» REQUIREMENT:
Rewrite all of the data below with "a pin for each instance" changed to "one pin per instance" wherever it occurs and everything else left as is. Leave the pictures out.

» INPUT RECORDS:
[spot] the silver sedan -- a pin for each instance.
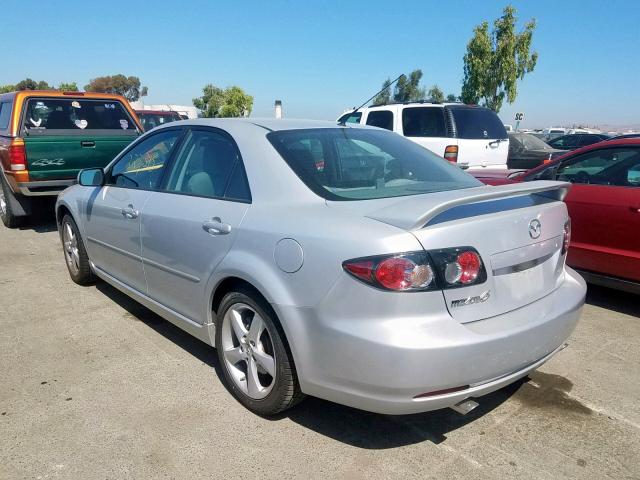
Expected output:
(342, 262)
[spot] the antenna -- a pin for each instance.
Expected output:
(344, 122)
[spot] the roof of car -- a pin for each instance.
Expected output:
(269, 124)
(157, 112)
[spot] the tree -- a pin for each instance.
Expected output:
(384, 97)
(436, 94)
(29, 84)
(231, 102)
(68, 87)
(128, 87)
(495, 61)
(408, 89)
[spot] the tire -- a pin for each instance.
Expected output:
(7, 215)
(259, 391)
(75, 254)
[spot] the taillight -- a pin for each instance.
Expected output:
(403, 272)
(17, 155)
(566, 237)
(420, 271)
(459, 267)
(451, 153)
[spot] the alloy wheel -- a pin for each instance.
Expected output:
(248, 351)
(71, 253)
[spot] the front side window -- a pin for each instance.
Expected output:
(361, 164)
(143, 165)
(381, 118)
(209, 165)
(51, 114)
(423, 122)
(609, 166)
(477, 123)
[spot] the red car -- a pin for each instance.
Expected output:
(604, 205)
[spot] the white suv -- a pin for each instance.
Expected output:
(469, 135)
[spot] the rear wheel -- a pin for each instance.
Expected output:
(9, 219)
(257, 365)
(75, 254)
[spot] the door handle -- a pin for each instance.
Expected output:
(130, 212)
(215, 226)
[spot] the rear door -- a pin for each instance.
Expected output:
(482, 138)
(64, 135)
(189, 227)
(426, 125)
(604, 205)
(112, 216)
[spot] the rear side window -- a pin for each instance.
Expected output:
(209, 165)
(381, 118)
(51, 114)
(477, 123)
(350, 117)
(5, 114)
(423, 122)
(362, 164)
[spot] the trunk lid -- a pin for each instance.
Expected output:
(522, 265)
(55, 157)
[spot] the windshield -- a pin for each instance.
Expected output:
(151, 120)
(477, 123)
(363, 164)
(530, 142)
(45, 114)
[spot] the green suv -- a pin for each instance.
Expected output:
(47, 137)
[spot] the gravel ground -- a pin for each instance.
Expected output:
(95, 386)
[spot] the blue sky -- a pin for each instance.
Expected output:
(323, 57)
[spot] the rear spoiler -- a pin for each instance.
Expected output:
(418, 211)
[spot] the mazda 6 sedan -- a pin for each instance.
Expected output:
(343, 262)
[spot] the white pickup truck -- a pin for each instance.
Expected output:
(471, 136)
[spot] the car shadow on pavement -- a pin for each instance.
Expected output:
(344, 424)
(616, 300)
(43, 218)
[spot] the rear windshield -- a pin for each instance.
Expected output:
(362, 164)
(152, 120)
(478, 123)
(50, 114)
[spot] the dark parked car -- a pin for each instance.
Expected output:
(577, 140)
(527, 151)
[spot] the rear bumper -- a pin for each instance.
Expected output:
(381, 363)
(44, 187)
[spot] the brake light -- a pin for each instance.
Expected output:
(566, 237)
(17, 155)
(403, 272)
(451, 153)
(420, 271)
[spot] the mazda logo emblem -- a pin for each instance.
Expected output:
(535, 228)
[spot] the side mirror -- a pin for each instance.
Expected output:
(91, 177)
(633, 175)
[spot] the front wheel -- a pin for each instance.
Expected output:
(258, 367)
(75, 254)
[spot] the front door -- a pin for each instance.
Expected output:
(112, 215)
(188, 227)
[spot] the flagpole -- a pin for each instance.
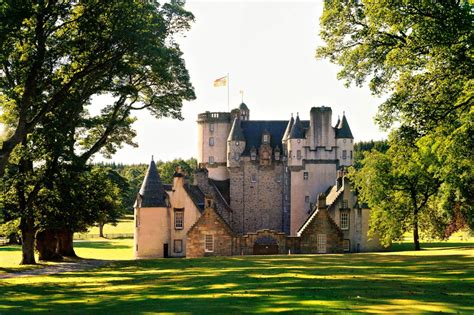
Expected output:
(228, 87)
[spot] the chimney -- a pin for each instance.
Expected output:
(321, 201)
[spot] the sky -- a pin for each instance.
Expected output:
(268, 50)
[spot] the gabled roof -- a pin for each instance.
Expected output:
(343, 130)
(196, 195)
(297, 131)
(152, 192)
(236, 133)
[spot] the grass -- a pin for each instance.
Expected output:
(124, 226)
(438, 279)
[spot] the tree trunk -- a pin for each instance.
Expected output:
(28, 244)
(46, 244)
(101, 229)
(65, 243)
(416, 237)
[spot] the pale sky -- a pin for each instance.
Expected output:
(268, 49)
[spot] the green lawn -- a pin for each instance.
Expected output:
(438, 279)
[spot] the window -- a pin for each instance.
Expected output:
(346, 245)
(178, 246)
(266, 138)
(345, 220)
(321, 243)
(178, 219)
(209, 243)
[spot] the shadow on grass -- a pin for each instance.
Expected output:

» SOLVED EXERCISE:
[spot] the silver sedan -- one pin per instance.
Expected output:
(342, 262)
[spot] the antenna -- one pin per instance.
Expected output:
(344, 122)
[spot] the roof of car -- one pin per instance.
Expected output:
(269, 124)
(157, 112)
[spot] the tree -- one pin per instance.
Expected output:
(384, 97)
(436, 94)
(29, 84)
(231, 102)
(68, 87)
(128, 87)
(495, 61)
(408, 89)
[spot] the tire -- one pin per instance.
Expected output:
(7, 215)
(259, 391)
(75, 254)
[spot] the taillight -- one pin per instance.
Expected output:
(403, 272)
(17, 155)
(566, 237)
(420, 271)
(459, 267)
(451, 153)
[spot] the alloy wheel -- one pin per instance.
Expected output:
(248, 351)
(71, 253)
[spot] the front side window -- one pin per instance.
Expected output:
(361, 164)
(143, 165)
(381, 118)
(209, 165)
(51, 114)
(423, 122)
(609, 166)
(477, 123)
[spot] the red car -- one pin per instance.
Expected output:
(604, 205)
[spot] the white suv -- one pin per instance.
Expected output:
(469, 135)
[spot] the rear wheel -- one pin per instance.
Expected output:
(9, 219)
(257, 365)
(75, 254)
[spot] the door handle -- one pin per instance.
Expected output:
(130, 212)
(215, 226)
[spot] the rear door -- one pin per instance.
Expected output:
(482, 138)
(64, 135)
(189, 227)
(426, 125)
(604, 205)
(112, 216)
[spot] the rear side window -- one pin per instance.
Expected output:
(209, 165)
(381, 118)
(51, 114)
(477, 123)
(350, 117)
(5, 114)
(423, 122)
(362, 164)
[spot] the trunk lid -- one pin per instance.
Expected output:
(522, 265)
(55, 157)
[spot] the windshield -- one pin per instance.
Expected output:
(151, 120)
(477, 123)
(363, 164)
(530, 142)
(45, 114)
[spot] the green suv -- one pin per instance.
Expected output:
(47, 137)
[spot] the gravel ground -- one pin per instance.
Expected output:
(95, 386)
[spot] the blue sky -- one pin per instance.
Expected output:
(323, 57)
[spot] the rear spoiler -- one pin per instance.
Expected output:
(418, 211)
[spot] the mazda 6 sedan -- one pin per instance.
Expected output:
(343, 262)
[spot] the white pickup truck -- one pin per instance.
Expected output:
(471, 136)
[spot] the car shadow on pavement -- one pin per instance.
Expected output:
(344, 424)
(616, 300)
(43, 218)
[spot] the rear windshield -- one pin per instance.
Expected output:
(362, 164)
(152, 120)
(478, 123)
(50, 114)
[spot] the dark parked car -- one pin per instance.
Expected output:
(577, 140)
(527, 151)
[spot] the rear bumper -- one pin per instance.
Expected output:
(381, 363)
(44, 187)
[spot] the brake light -- one pin per instance.
Expected output:
(566, 237)
(17, 155)
(403, 272)
(451, 153)
(420, 271)
[spot] the mazda logo emblem -- one pin per instance.
Expected output:
(535, 228)
[spot] the side mirror -- one pin per instance.
Expected output:
(91, 177)
(633, 175)
[spot] the front wheel -- one pin per instance.
Expected output:
(258, 367)
(75, 254)
[spot] the front door -- one pin per instance.
Expected output:
(112, 215)
(188, 227)
[spot] the flagpole -- one pin per instance.
Expected output:
(228, 87)
[spot] the chimney -- one pin per instance.
Expected output:
(321, 201)
[spot] the sky -- one pin per instance.
Expected output:
(268, 50)
[spot] the gabled roof -- one pin per instance.
Expected output:
(343, 130)
(196, 195)
(297, 131)
(152, 192)
(236, 133)
[spot] the grass -- one pin per instance.
Expected output:
(124, 226)
(438, 279)
[spot] the tree trunk -- one pin per instance.
Expected output:
(28, 244)
(46, 244)
(101, 229)
(65, 243)
(416, 237)
[spot] the pale sky -- one pin per instance.
Expected output:
(268, 49)
[spot] the green lawn -- one pin per instance.
Expected output:
(438, 279)
[spot] the window -- one pin per instance.
Expected output:
(346, 245)
(178, 246)
(266, 138)
(345, 220)
(321, 243)
(178, 219)
(209, 243)
[spot] the shadow on grass -- one pin per instance.
Expected output:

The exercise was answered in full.